*Podany tekst*
☆ ☆ ☆ ☆
Pewien znany minister, powołując się na bliżej niesprecyzowanych ekspertów, ujawnił kilka przerażających, skrzętnie ukrywanych przed ludźmi prawd na temat KPO. Dowiedzieliśmy się, że nie jest to żadna dotacja, ale „bardzo drogi kredyt”. Tak drogi, że należy go zaliczyć do kategorii pożyczek lichwiarskich, których to pożyczek polskie prawo surowo zabrania. Wspomniani powyżej eksperci obliczyli, że z tytułu tego drogiego kredytu Polacy będą musieli wpłacić do budżetu Unii Europejskiej (w formie podwyższonej składki i nowych unijnych podatków) kwotę co najmniej 300 mld zł. To rzeczywiście horror, bo w ramach KPO polski rząd pragnąłby uzyskać na początek 35 mld euro, czyli 160 mld zł. A oddać mamy podobno ponad 300… rozbój na białej drodze!
Wszystko to wygląda tak strasznie i ponuro, że muszę chyba kilka spraw wyjaśnić.
☆ ☆ ☆ ☆
*Wybrane dane*
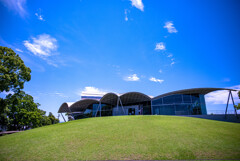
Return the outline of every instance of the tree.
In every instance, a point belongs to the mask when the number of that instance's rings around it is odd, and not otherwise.
[[[10,48],[0,46],[0,92],[18,92],[23,89],[24,82],[31,79],[30,68]],[[9,124],[6,99],[0,98],[1,129]]]
[[[31,79],[31,69],[12,49],[0,46],[0,92],[18,92]]]
[[[45,111],[38,109],[40,104],[35,103],[33,97],[23,91],[9,94],[6,97],[9,130],[24,130],[42,126]]]
[[[240,99],[240,91],[238,91],[238,98]],[[240,109],[240,103],[234,106],[237,110]]]
[[[22,89],[30,81],[31,70],[12,49],[0,46],[0,92],[9,92],[0,98],[0,130],[25,130],[58,123],[52,113],[38,109],[31,95]]]

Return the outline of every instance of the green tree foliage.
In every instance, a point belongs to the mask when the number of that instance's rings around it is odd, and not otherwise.
[[[0,92],[18,92],[31,79],[31,69],[12,49],[0,46]]]
[[[0,98],[0,130],[25,130],[58,123],[52,113],[40,110],[31,95],[22,89],[30,81],[31,70],[12,49],[0,46],[0,92],[10,92]]]
[[[238,91],[238,98],[240,99],[240,91]],[[234,106],[237,110],[240,109],[240,103]]]

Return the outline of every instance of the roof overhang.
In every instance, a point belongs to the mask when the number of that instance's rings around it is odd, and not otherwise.
[[[214,91],[218,91],[218,90],[236,91],[235,89],[228,89],[228,88],[191,88],[191,89],[183,89],[183,90],[178,90],[178,91],[161,94],[159,96],[154,97],[153,100],[161,98],[161,97],[174,95],[174,94],[202,94],[202,95],[205,95],[210,92],[214,92]]]

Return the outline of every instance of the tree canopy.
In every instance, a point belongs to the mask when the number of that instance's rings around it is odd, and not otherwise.
[[[9,92],[0,98],[0,130],[25,130],[58,123],[52,113],[40,110],[31,95],[23,91],[31,79],[31,69],[12,49],[0,46],[0,92]]]
[[[12,49],[0,46],[0,92],[23,89],[31,79],[31,69]]]

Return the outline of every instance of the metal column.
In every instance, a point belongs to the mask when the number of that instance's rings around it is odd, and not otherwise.
[[[237,110],[236,110],[236,108],[235,108],[235,103],[234,103],[234,99],[233,99],[233,96],[232,96],[232,91],[230,91],[230,94],[231,94],[231,97],[232,97],[232,103],[233,103],[233,108],[234,108],[234,110],[235,110],[235,115],[236,115],[236,117],[238,118]]]
[[[226,106],[226,111],[225,111],[225,118],[227,117],[227,109],[228,109],[228,103],[229,103],[229,98],[230,98],[230,90],[229,90],[229,94],[228,94],[228,100],[227,100],[227,106]]]
[[[62,113],[61,113],[61,115],[62,115]],[[63,117],[63,115],[62,115],[62,117]],[[66,120],[65,120],[65,118],[63,117],[63,120],[64,120],[64,122],[66,122]]]

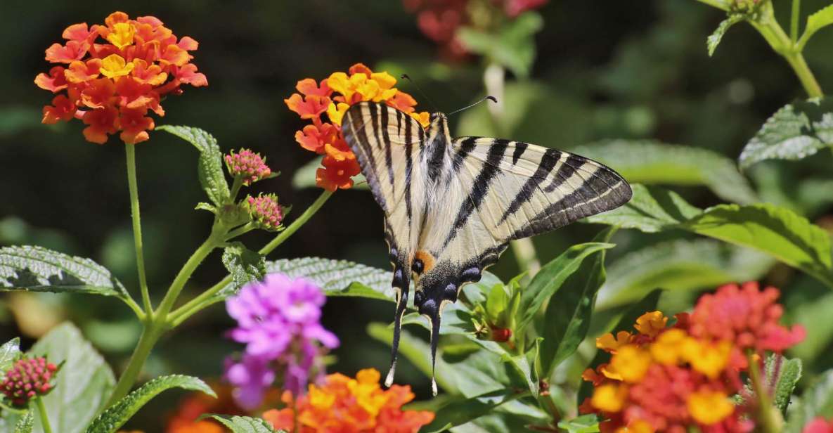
☆ ☆ ☆ ☆
Proszę przepisać w całości tekst o KPO, bez żadnych zmian.

Pewien znany minister, powołując się na bliżej niesprecyzowanych ekspertów, ujawnił kilka przerażających, skrzętnie ukrywanych przed ludźmi prawd na temat KPO. Dowiedzieliśmy się, że nie jest to żadna dotacja, ale „bardzo drogi kredyt”. Tak drogi, że należy go zaliczyć do kategorii pożyczek lichwiarskich, których to pożyczek polskie prawo surowo zabrania. Wspomniani powyżej eksperci obliczyli, że z tytułu tego drogiego kredytu Polacy będą musieli wpłacić do budżetu Unii Europejskiej (w formie podwyższonej składki i nowych unijnych podatków) kwotę co najmniej 300 mld zł. To rzeczywiście horror, bo w ramach KPO polski rząd pragnąłby uzyskać na początek 35 mld euro, czyli 160 mld zł. A oddać mamy podobno ponad 300… rozbój na białej drodze!
Wszystko to wygląda tak strasznie i ponuro, że muszę chyba kilka spraw wyjaśnić.